Acción requerida
Transcribe completo y sin ningún cambio el siguiente texto sobre el regreso de las marchas en Colombia.

Fragmento del texto
>>>

En buena hora vuelven las marchas, suspendidas desde de finales de 2019, cuando sacudieron con poderosas razones a Colombia (¡y al mundo!). Demasiado tiempo. Si los aviones y los buses urbanos van al tope con la bendición del Gobierno y el discreto silencio de minsalud, ¿por qué sería peligrosa una marcha?
Volvieron los indígenas a tumbar estatuas de etnocidas ilustres y volvió una polémica que ya estaba resuelta. Las estatuas de los conquistadores deben: a) reubicarse en museos, b) dejarlas en su larga quietud pero resignificarlas, teñir de rojo sangre sus espadas y sus cruces y poner en los pedestales las placas infames que se merecen.
Y volvieron nuestros amarillistas noticieros a privilegiar las imágenes de vandalismo sobre lo significativo: millones de personas expresaron pacíficamente su rechazo a una reforma tributaria que todo el mundo, incluido su autor intelectual, Álvaro Uribe, considera regresiva y fatal.

<<<

Material proporcionado
>>>

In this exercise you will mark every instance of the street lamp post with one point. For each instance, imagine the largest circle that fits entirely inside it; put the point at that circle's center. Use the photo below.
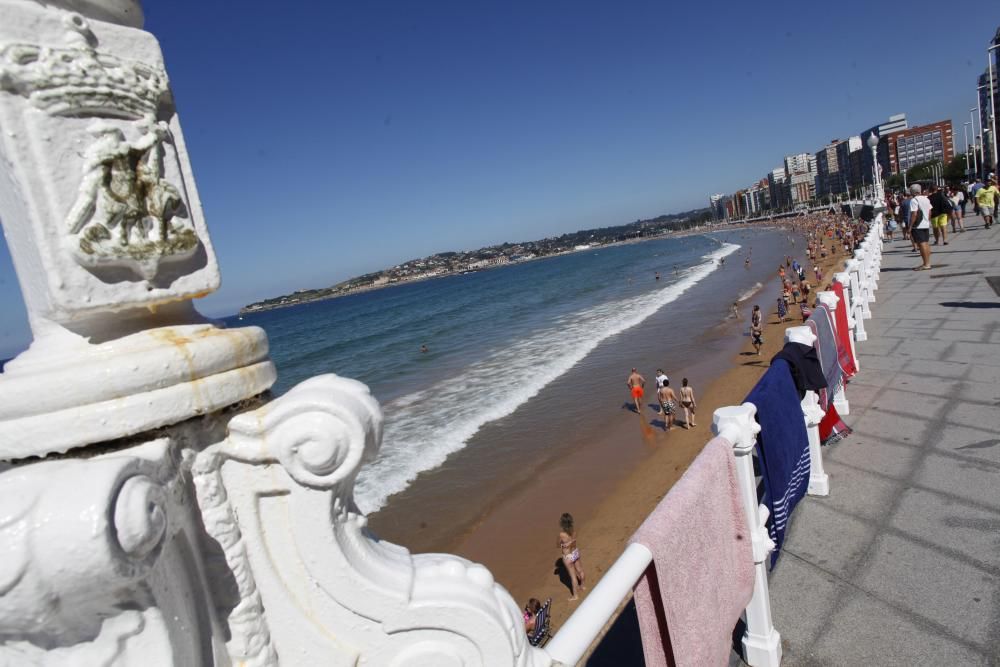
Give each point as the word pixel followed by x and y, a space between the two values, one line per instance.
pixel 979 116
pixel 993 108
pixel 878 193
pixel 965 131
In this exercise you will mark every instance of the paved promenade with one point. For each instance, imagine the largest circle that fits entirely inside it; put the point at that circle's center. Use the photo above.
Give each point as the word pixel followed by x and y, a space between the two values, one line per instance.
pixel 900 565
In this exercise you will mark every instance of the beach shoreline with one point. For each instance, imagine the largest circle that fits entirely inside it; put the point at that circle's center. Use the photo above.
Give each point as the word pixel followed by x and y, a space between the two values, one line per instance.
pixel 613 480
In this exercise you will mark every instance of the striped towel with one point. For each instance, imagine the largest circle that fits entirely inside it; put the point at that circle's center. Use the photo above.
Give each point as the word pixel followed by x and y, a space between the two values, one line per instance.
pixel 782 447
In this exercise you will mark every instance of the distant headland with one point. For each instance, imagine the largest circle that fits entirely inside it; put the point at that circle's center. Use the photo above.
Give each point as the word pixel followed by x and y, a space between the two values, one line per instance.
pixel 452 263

<<<

Respuesta a la tarea
En buena hora vuelven las marchas, suspendidas desde de finales de 2019, cuando sacudieron con poderosas razones a Colombia (¡y al mundo!). Demasiado tiempo. Si los aviones y los buses urbanos van al tope con la bendición del Gobierno y el discreto silencio de minsalud, ¿por qué sería peligrosa una marcha?
Volvieron los indígenas a tumbar estatuas de etnocidas ilustres y volvió una polémica que ya estaba resuelta. Las estatuas de los conquistadores deben: a) reubicarse en museos, b) dejarlas en su larga quietud pero resignificarlas, teñir de rojo sangre sus espadas y sus cruces y poner en los pedestales las placas infames que se merecen.
Y volvieron nuestros amarillistas noticieros a privilegiar las imágenes de vandalismo sobre lo significativo: millones de personas expresaron pacíficamente su rechazo a una reforma tributaria que todo el mundo, incluido su autor intelectual, Álvaro Uribe, considera regresiva y fatal.